Provided text.
Opinion

Europe's Far Right Populists Didn't Get Their Tsunami. But They're Still as Dangerous as Ever

Despite their over-hyped predictions, populist nationalists still got a wave. That should disturb anyone opposed to the danger the intolerant far right poses to Europe

Italian Deputy Prime Minister Matteo Salvini and head of the French far-right National Rally party Marine Le Pen at a rally of leaders of the EU parliament's Europe of Nations and Freedom (ENF) group in Milan. May 18, 2019
AFP

The good news first: rightwing populists didn't gain as many seats in Brussels as feared. The EU will - for now - not become a non-democratic, illiberal entity. And yet: all the cheering by democratic parties as the EU Parliament election results filtered through overnight is premature. The danger for Europe is not over. Even worse: the threat hanging over the continent might be bigger and more critical than ever.

Looking east, we see that a majority voted for the ruling PiS in Poland and Fidész in Hungary, both profoundly anti-democratic parties. There doesn't seem to be any chance for any political change in the short or even medium-term: the Visegrad States will remain a stronghold of rightwing populists.

The most significant change occurred in western Europe: Marine Le Pen and her "National Rally" held French President Macron's party "En Marche" to a draw, with 23 seats each; Le Pen, an anti-Muslim, anti-immigrant nationalist who markets her party as "post-anti-Semitic," won the popular vote by less than a percentage point, or 205,000 votes. 

>> EU Election: Major Center-right and Center-left Parties Suffer Losses Amid Record High Turnout

Matteo Salvini, head of the "Lega," a strident anti-immigrant populist who's cosy with the Kremlin, anti-Semites and neo-fascists, is the new hero of Italy.

The UK Brexit Party of pro-Trump, pro-Putin Nigel Farage, which has only existed for six weeks, and presents itself as a mainstream but fervently anti-EU nationalist alternative to Farage's former far-right, Islamophobic UKIP party, won 30 percent of the popular vote.

These countries have been undergoing political turnover for quite some time. Macron is paying the price for his elitist policy, which at least at the beginning of his presidency favored the upper classes. That prioritization led to the often violent weekly demonstrations of the Yellow Vests, began as an umbrella movement for all kinds of protesters against the "establishment" but which gradually got taken over by hardline nationalists and pro-Putin sympathizers.

Parts of the exercise.
#1 Answer these questions from the opinion piece above:
(a) How many seats did Marine Le Pen's "National Rally" and Macron's "En Marche" each win?
(b) Which ruling parties in Poland and Hungary received a majority of the vote?
(c) What share of the popular vote did the UK Brexit Party win?
#2 Output the part of the opinion piece above that opens with the words containing "These countries have" and closes with "and pro-Putin sympathizers.".
#3 Go on with the opinion piece on Europe's far-right populists, starting after its final sentence.

Data excerpts.
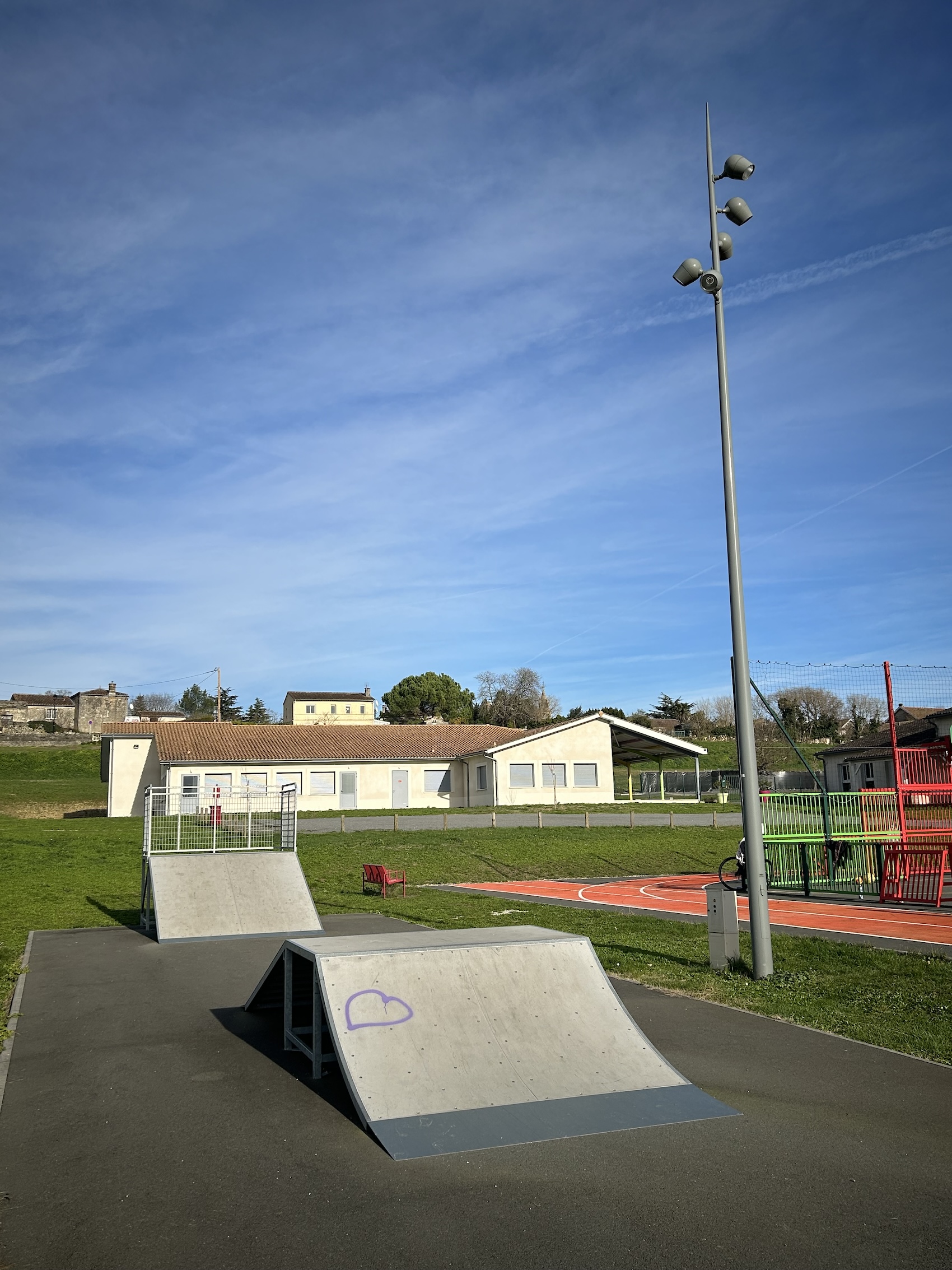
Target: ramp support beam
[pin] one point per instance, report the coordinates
==
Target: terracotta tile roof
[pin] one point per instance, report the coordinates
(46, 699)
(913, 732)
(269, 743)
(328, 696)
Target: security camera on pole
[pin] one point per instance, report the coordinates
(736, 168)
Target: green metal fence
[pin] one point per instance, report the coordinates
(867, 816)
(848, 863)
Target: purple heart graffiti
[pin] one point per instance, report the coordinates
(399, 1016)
...
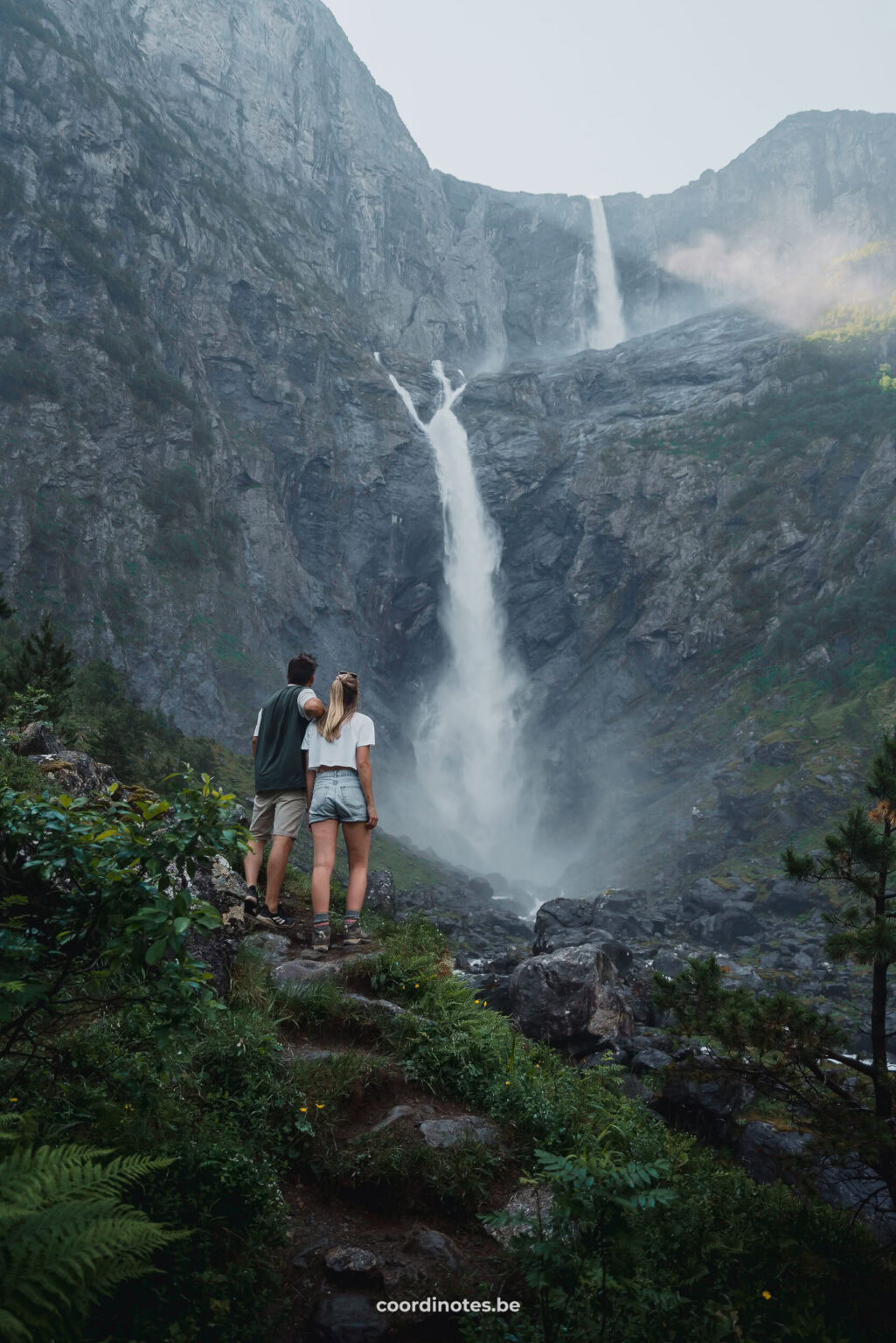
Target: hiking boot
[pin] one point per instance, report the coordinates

Answers per task.
#1
(a) 23 seats each
(b) PiS in Poland and Fidész in Hungary
(c) 30 percent

#2
These countries have been undergoing political turnover for quite some time. Macron is paying the price for his elitist policy, which at least at the beginning of his presidency favored the upper classes. That prioritization led to the often violent weekly demonstrations of the Yellow Vests, began as an umbrella movement for all kinds of protesters against the "establishment" but which gradually got taken over by hardline nationalists and pro-Putin sympathizers.

#3
Rome, by contrast, has a relatively established rightwing-populist coalition, in which Salvini is formally interior minister, but de facto the real strong man of the government.

The results yesterday surely hint in which direction the next national elections could go. Italy might see almost for sure Salvini as the next prime minister, while Marine Le Pen as the next French president is less unthinkable than ever. The Brexit Party's success could force either general elections or a second referendum. And then what?

There's a strong political tide in Europe that will continue to benefit populist nationalists. That was evidenced by the weak showing ofthe center parties, Conservatives and Social Democrats, and the victories of the Greens, mainly in Germany, in the results from most European countries.

Established parties don’t have answers for the major issues and conflicts in their societies, which are more and more fragmented. This is a classic foundation for the rise and rise of populist parties and identity politics. They won't stop.

That popular divorce from the conventional established ground of national politics was clearly framed in Germany. The far right populist AfD won a surprisingly, thankfully low 10%. But at the same time, Merkel's conservative CDU/CSU and Germany's Social Democrats both not only lost big time in general, but failed more completely to win among voters aged 18 – 24. The Greens tidily mopped up the votes from parties incapable of reaching out to a digital generation and incapable of understanding the immediate fears of young voters on environmental issues.

But this should be of limited comfort: the AfD actually established itself as the strongest party in parts of eastern Germany, the former GDR. And populists are absolute masters of professional social media campaigning while established parties all over Europe are still digital morons.

This presages a politically unstable future for Germany. If at the same time France and Italy fall more and more into the hands of their right-wing-nationalist forces, Europe, in spite of yesterday's better-than-predicted election results, might change course faster than expected.

Europe's future is still at stake, even after an election result which offers partly substantial, partly illusory glimmers of hope. But for Europe's Jewish communities, nothing has changed. Anti-Semitism is on the rise and, with national variations, Jews have to be more and more cautious about exposing their identities as Jews in public.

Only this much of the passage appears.